===== TEKS BACAAN =====

Ujang menilai pernyataan Jokowi tentang mendengar suara rakyat bukan suara elite, bisa saja ditafsirkan secara spesifik kepada Megawati bukan ketua umum partai yang lain.

"Statement itu banyak makna atau banyak tafsir, salah satunya bisa saja menyinggung kalangan lain, dan salah satunya itu PDIP,” ucap Ujang.

Simbol Ketidakpatuhan

Ujang melihat munculnya nama capres-cawapres dalam Musra yang kemudian diterima Jokowi merupakan bentuk ketidakpatuhan sebagai kader partai.

Jokowi seperti belum sepenuh yakin untuk mendukung Ganjar sebagai capres pilihan Megawati.

"Bisa jadi Jokowi berdiri di dua kaki, satu kaki di Prabowo, satu kaki di Ganjar, dan Jokowi kelihatannya juga tidak terlalu patuh dan tunduk pada PDIP,” kata Ujang.

Selain itu, sulit untuk tidak mengatakan bahwa Jokowi turut andil dalam skenario pemunculan nama capres dan cawapres di Musra mengingat Ketua Umum Projo sekaligus penanggung jawab musra Budi Arie Setiadi merupakan loyalis Jokowi yang dalam tidakannya selalu mengatasnamakan perintah dan komando Jokowi.

“Jadi musra menjadi panggung bagi jokowi, untuk berpidato, untuk mengeluarkan statement," ujar Ujang.

Jokowi Tidak Nyaman dengan PDI Perjuangan

Pengamat politik Hendri Satrio mengatakan musra relawan Jokowi yang merekomendasikan nama capres-cawapres menggambarkan ketidaknyamanan Jokowi ke partainya sendiri.

Salah satu alasan ketidaknyamanan itu menurut Hendri karena relasi Jokowi dengan partai, khususnya PDI Perjuangan terkait capres-cawapres bisa berlangsung setara.

===== ITEM YANG DISEDIAKAN =====

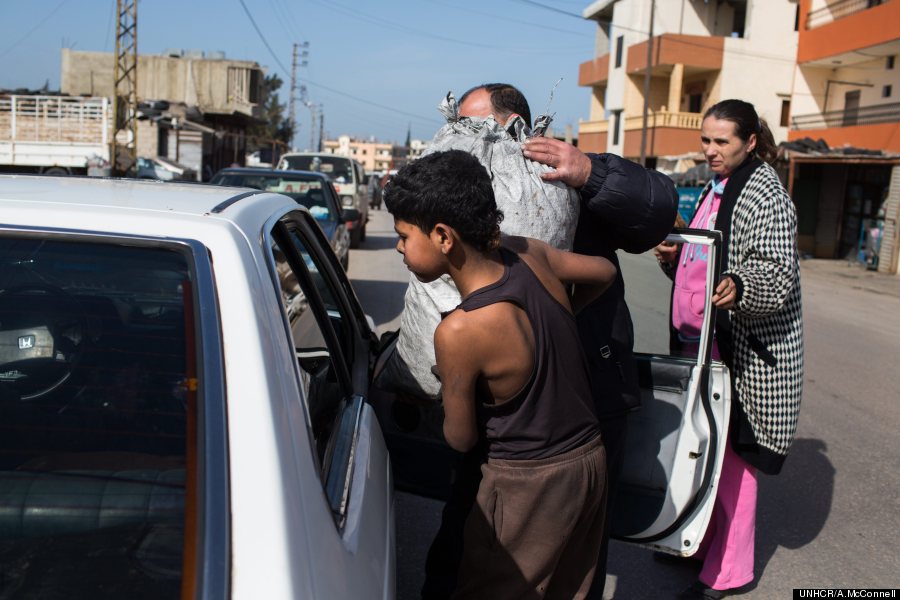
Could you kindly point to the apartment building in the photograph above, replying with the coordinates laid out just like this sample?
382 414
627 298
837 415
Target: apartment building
374 156
702 51
847 94
194 107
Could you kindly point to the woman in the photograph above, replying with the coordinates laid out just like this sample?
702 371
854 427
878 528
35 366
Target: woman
758 327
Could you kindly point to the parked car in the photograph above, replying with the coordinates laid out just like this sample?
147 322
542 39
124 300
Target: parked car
349 180
163 169
312 190
183 399
185 406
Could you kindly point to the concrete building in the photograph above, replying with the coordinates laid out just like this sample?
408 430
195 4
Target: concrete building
702 52
846 87
194 108
374 156
847 82
416 148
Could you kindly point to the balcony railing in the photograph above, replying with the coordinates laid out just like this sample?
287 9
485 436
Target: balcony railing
838 10
677 120
864 115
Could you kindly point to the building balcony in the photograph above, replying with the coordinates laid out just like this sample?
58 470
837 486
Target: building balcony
873 127
844 26
697 53
849 117
838 9
668 133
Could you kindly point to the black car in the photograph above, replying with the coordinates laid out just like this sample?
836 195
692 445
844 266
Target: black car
313 190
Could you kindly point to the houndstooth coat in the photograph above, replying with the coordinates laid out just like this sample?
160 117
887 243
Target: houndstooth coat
761 338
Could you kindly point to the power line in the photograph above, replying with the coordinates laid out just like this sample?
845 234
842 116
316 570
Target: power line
286 72
262 38
33 29
551 8
357 14
507 19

=====

> **YANG PERLU DIKERJAKAN**
[A] Jawablah pertanyaan berikut berdasarkan teks tentang Musra relawan Jokowi:
(i) Menurut Ujang, kepada siapa pernyataan Jokowi tentang mendengar suara rakyat bukan suara elite bisa saja ditafsirkan secara spesifik?
(ii) Siapa Ketua Umum Projo sekaligus penanggung jawab Musra?
(iii) Menurut Hendri Satrio, apa yang digambarkan oleh Musra relawan Jokowi yang merekomendasikan nama capres-cawapres?
[B] Tuliskan lanjutan teks tentang Musra relawan Jokowi, dimulai setelah kalimat terakhirnya.

> **HASIL**
[A]
(i) Kepada Megawati.
(ii) Budi Arie Setiadi.
(iii) Ketidaknyamanan Jokowi ke partainya sendiri.

[B]
"Karena kan partai politik bisa mengkritisi dia bisa memberikan masukan masukan kritis, sementara relawan kan semuanya mengelu elukan, bahkan meneriakkan satu komando,” ucap Hendri Satrio kepada Narasi.

Apalagi, kata Hendri, Megawati pernah menyinggung bagaimana nasib Jokowi bila tidak ada PDI Perjuangan di belakangnya.

“Jadi itu sih sudah terlihat kasat mata, kalo pak Jokowi lebih bahagia sama relawan dari pada partai politik, ya itu kan makanya ibu Mega waktu HUT (PDIP) kemarin bilang ‘ya pak Jokowi kalo gaada PDIP gatau deh’, gitu kan”, tambahnya.

Relasi PDI Perjuangan dan Relawan Projo

Terlepas dari tafsir-tafsir tersebut, sejarah menunjukkan relasi politik antara PDI Perjuangan dengan relawan Jokowi di Projo memang nyaris selalu tidak baik-baik saja.

PDI Perjuangan Ragukan Kekaderan Pentolan Projo

Politikus PDI Perjuangan Bambang Wuryanto misalnya pada Desember 2013 pernah mengkritik keberadaan Projo yang awalnya menggunakan nama PDI Perjuangan Projo.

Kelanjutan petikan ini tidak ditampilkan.